__AIM__:
Present lines of the entries as a JSON list of strings, one string per line and no blank lines, starting at the beginning of the entries and ending at the line that contains "[631,447,647,464]". Omit the pictures from the answer.

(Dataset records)
----

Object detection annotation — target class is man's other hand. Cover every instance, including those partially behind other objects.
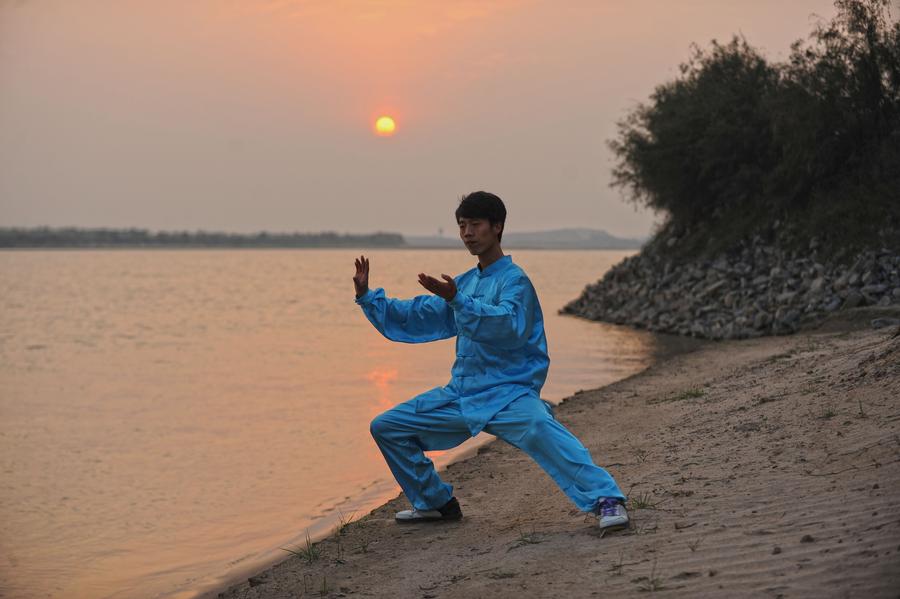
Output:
[419,272,456,302]
[353,256,369,297]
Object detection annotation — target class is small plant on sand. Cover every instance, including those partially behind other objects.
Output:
[687,537,703,553]
[282,530,319,564]
[629,491,659,510]
[507,527,544,551]
[674,387,706,401]
[335,511,356,535]
[636,560,666,593]
[609,551,625,576]
[631,447,647,464]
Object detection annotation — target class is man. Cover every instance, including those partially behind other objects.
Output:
[353,191,628,530]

----

__WRITTEN RESPONSE__:
[
  "Object detection annotation — target class is man's other hand. Cover every instance, including those partially behind other objects.",
  "Output:",
  "[419,272,456,302]",
  "[353,256,369,297]",
  "Object detection annotation — target class is small plant on sand. Cover every instance, including those partially behind other objects.",
  "Output:",
  "[687,537,703,553]",
  "[282,530,319,564]",
  "[629,491,659,510]",
  "[507,527,544,551]",
  "[674,387,706,401]",
  "[335,511,356,535]",
  "[636,560,666,593]",
  "[609,551,625,576]",
  "[631,447,647,464]"
]